* **Extract**
# D750 recalled again



## coastalconn (Feb 29, 2016)

Sort of surprised no one posted this yet.  Figured I would share the link from NR for all of the D750 users here.. Updated technical service advisory for the Nikon D750 released | Nikon Rumors  There is a link there to see if your camera is affected..


----------



## John Hunt (Mar 1, 2016)

Thanks, apparently my camera needs to be shipped in.


----------



## DarkShadow (Mar 1, 2016)

Oh No again.


----------



## pixmedic (Mar 1, 2016)

in before Thom Hogan's "I told you so!"


----------



## goodguy (Mar 1, 2016)

You see dark where I see bright.
So I have been using my D750 happily for well over a year and now I can send my camera to Nikon and get a brand new shutter mechanism.
That will bring the mileage of my camera back to zero.

Cool


----------



## Dao (Mar 1, 2016)

If Nikon do not have a specific time frame for camera owner to send it in, then you can wait until the issue shows up or deadline for sending it in and enjoy the free mileage in the meantime. 



I'd a similar experience with one of my car bought in 2000.  2 to 3 years after I bought the car, the manufacturer recall all 5 tires (4 + full size spare) due to the tire may develop sidewall bubble.  But the period of time allow for recall was quite long, so I kept driving my car until the tires were worn out and need to replace, then I got all new set of tire replaced by the dealer free.  So for the 10 years I own that car, I did not need to spend a dime on the tires.

* **Brief A**
In the D750 recall thread, how many tires did the car manufacturer recall in Dao's story?

* **Listing**
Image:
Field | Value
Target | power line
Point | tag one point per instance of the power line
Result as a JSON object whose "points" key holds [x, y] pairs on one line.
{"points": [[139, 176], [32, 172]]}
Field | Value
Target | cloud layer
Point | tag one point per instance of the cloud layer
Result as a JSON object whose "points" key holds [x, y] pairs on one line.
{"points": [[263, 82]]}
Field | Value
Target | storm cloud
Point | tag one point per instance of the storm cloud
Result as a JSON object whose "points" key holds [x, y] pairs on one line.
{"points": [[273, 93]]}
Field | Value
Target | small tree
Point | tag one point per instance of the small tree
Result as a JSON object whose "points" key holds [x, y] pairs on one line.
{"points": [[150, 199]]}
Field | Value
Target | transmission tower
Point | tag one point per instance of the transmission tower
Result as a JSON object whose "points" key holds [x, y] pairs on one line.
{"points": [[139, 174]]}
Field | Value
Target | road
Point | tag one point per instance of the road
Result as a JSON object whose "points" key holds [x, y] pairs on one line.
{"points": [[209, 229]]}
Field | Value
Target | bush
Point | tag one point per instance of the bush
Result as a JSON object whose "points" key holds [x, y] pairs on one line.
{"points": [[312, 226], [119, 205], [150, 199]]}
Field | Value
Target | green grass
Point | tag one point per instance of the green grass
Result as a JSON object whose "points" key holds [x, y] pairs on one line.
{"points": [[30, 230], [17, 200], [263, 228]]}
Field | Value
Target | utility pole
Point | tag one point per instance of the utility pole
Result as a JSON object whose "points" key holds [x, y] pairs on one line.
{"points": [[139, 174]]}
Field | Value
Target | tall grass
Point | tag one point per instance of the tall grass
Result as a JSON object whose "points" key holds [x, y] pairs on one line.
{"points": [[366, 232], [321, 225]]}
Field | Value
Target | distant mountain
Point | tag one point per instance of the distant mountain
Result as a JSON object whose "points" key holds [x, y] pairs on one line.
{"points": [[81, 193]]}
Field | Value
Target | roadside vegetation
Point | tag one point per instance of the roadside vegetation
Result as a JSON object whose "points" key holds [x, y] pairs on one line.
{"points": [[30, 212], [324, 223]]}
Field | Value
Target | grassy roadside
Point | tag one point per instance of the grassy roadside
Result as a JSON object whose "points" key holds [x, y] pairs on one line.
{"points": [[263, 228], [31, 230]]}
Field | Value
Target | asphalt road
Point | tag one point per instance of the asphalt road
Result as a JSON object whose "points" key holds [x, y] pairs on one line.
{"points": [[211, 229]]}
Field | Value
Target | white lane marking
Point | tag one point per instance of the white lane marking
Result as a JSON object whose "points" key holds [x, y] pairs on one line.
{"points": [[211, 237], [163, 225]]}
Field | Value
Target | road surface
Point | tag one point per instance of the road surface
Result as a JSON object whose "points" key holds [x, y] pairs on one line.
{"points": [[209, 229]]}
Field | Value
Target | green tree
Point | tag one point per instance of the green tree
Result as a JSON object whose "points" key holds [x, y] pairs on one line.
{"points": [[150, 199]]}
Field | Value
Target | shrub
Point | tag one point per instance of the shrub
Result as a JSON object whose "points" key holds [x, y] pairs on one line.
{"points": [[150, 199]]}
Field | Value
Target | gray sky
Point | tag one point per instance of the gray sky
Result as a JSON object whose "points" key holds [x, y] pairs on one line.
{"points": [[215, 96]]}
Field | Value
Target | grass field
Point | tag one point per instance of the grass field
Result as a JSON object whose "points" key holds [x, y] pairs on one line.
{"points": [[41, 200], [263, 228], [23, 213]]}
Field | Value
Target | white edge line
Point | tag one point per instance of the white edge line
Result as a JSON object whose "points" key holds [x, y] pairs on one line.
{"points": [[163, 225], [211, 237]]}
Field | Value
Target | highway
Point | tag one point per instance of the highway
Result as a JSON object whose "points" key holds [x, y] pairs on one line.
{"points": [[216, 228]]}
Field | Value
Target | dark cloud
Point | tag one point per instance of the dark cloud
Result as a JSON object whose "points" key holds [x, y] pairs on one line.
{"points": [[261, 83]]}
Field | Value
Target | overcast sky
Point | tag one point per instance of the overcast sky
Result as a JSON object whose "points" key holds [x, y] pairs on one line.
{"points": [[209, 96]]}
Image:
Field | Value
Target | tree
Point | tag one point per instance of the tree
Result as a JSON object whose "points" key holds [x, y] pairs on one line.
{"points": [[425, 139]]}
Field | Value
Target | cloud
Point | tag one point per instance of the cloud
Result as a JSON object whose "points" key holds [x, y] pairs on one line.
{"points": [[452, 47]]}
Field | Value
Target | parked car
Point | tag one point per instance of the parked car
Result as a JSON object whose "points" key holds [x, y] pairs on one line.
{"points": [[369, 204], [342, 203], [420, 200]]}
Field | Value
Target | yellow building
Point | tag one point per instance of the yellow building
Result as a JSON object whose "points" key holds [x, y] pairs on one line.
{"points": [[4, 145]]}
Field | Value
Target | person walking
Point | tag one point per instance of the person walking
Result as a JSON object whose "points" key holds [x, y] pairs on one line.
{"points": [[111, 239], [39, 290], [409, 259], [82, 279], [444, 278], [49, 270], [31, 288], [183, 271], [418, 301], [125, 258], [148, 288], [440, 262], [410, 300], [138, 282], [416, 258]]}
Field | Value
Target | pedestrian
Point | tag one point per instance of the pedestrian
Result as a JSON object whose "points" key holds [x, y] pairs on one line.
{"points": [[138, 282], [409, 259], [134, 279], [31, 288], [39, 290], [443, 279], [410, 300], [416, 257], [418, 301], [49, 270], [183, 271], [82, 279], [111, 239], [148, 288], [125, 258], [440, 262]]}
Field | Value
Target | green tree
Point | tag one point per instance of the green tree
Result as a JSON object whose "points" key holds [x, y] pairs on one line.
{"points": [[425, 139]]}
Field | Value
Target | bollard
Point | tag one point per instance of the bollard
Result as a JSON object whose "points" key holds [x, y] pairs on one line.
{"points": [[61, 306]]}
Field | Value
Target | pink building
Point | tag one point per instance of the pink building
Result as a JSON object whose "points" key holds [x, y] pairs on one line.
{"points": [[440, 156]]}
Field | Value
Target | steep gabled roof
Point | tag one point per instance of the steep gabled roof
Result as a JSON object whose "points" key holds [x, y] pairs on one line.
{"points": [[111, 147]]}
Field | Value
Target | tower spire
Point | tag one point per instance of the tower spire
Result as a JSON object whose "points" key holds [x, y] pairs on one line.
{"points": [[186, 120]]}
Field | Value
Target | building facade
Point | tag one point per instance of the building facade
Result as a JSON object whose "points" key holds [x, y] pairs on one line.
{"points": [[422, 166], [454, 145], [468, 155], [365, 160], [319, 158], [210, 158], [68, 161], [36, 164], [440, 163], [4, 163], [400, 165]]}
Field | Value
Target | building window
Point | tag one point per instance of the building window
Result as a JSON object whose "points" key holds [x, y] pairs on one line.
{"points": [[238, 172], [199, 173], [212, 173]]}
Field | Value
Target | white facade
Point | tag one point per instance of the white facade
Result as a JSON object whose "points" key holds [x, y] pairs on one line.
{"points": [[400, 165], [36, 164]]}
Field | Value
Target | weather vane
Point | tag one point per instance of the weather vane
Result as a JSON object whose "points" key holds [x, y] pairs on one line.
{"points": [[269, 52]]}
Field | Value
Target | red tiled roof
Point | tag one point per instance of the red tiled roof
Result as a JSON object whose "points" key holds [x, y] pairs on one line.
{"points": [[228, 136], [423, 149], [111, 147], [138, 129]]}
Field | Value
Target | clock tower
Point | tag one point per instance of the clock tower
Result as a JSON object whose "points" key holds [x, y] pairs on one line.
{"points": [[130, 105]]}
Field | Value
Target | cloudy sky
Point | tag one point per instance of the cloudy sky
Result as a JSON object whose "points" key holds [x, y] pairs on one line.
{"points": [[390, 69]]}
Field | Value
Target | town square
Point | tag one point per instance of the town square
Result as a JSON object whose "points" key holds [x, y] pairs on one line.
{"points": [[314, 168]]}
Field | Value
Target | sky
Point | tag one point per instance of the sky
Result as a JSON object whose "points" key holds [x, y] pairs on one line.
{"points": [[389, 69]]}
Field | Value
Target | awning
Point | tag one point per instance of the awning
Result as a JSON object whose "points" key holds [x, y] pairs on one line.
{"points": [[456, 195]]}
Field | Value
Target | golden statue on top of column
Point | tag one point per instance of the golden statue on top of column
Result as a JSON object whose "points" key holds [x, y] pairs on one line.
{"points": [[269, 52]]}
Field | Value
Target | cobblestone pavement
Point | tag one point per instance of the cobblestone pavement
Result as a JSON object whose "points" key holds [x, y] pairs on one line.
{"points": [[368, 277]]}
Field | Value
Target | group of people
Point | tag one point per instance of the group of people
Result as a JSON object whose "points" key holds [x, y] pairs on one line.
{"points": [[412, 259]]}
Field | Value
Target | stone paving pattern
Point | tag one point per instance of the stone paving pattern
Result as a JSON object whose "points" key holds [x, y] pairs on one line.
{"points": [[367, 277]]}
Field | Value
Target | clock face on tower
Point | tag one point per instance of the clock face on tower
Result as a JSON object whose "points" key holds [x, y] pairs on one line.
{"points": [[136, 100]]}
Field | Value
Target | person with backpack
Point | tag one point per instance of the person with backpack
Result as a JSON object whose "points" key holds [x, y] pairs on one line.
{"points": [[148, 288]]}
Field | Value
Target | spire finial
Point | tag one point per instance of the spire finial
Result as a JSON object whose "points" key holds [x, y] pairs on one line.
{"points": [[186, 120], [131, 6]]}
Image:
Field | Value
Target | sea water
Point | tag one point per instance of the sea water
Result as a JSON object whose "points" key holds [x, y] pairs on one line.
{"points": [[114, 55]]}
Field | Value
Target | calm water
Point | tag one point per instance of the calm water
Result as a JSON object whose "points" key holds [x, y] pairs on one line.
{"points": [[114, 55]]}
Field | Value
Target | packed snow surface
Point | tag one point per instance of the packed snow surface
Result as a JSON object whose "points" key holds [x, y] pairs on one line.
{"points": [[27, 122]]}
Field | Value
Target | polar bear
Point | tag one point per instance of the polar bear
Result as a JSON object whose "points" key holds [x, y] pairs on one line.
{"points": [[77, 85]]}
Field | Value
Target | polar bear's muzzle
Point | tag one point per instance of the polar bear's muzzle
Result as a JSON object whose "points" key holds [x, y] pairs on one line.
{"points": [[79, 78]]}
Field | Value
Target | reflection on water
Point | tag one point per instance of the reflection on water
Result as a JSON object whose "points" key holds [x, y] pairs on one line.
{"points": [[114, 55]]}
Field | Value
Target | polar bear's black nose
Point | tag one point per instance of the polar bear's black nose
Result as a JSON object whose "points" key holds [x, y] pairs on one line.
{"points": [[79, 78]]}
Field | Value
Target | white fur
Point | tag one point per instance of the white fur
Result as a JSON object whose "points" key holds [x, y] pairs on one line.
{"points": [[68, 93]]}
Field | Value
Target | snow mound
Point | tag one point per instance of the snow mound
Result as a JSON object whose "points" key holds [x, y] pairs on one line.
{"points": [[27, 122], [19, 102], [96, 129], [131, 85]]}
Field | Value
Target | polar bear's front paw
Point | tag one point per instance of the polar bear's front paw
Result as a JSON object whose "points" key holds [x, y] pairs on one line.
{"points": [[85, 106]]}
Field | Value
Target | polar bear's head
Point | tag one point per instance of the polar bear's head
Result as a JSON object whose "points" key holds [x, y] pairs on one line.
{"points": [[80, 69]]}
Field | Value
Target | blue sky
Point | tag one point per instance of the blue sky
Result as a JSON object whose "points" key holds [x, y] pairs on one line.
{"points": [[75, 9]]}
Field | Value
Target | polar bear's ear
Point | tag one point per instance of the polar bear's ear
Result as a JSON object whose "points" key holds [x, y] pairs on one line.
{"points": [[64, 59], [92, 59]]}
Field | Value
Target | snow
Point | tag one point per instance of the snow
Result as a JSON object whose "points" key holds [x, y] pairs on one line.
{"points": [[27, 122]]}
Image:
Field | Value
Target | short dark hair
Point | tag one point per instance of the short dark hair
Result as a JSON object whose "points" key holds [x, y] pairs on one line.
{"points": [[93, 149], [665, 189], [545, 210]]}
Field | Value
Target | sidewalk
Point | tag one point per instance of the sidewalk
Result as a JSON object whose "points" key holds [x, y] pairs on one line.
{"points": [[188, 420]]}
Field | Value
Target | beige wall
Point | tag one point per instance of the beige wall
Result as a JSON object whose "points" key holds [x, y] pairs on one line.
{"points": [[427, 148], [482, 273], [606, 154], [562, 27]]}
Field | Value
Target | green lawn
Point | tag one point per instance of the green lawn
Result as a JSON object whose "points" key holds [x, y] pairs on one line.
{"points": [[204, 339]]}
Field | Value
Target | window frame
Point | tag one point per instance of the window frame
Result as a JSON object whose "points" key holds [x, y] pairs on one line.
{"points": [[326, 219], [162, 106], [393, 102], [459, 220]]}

* **Brief B**
Collect every line of the entries that contains the string "gray".

* **Task solution A**
All 5 tires: the 4 on the car plus the full-size spare.

* **Task solution B**
Target | gray sky
Point | tag one point per instance of the gray sky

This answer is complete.